'''

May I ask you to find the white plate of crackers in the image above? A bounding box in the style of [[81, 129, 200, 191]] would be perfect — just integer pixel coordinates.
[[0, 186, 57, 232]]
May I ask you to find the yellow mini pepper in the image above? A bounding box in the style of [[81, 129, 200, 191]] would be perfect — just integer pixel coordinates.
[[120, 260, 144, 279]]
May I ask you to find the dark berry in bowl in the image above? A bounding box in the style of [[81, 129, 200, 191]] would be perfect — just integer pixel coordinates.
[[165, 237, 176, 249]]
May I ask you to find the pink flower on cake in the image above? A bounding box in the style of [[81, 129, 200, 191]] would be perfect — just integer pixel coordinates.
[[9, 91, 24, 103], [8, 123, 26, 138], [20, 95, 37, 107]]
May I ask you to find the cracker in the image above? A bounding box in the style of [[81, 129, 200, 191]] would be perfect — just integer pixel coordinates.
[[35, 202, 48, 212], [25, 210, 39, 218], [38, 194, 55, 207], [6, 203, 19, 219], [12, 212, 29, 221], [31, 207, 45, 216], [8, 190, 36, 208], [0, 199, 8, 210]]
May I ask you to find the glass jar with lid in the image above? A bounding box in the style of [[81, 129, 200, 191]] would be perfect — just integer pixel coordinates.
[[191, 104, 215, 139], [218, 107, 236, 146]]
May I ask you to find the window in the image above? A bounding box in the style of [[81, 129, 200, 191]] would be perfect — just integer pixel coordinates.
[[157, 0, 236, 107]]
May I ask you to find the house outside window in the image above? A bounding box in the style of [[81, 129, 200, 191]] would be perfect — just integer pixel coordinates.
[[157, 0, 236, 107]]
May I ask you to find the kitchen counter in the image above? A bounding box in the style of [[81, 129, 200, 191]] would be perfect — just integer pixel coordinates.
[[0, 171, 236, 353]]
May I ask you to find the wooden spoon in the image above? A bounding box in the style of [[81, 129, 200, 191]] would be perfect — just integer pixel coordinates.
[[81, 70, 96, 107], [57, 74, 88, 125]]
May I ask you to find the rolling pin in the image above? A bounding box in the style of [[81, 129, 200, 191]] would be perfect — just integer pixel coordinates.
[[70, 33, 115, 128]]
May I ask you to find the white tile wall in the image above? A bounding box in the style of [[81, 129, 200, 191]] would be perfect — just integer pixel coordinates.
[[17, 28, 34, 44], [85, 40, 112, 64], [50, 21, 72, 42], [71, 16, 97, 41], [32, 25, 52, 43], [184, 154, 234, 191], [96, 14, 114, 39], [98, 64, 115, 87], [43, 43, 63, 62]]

'''

> **WRITTEN EXERCISE**:
Reproduce the entries above word for word, starting with the line that contains "May I ask you to find the rolling" and continuing through the last line of the entries.

> **RESULT FOR THIS TASK**:
May I ask you to find the rolling pin in the image above? A bounding box in the style of [[81, 129, 200, 191]] would be perfect — just integer pixel coordinates.
[[70, 33, 115, 128]]
May I ask you to find the white tile wall in the image above? A bounding box in the style of [[81, 129, 200, 191]] would be perfect — just integer pixel coordinates.
[[17, 28, 34, 44], [85, 40, 112, 64], [50, 21, 72, 42], [71, 16, 97, 41], [32, 25, 52, 43], [184, 154, 234, 191], [96, 14, 114, 39], [98, 64, 115, 87], [43, 43, 63, 62]]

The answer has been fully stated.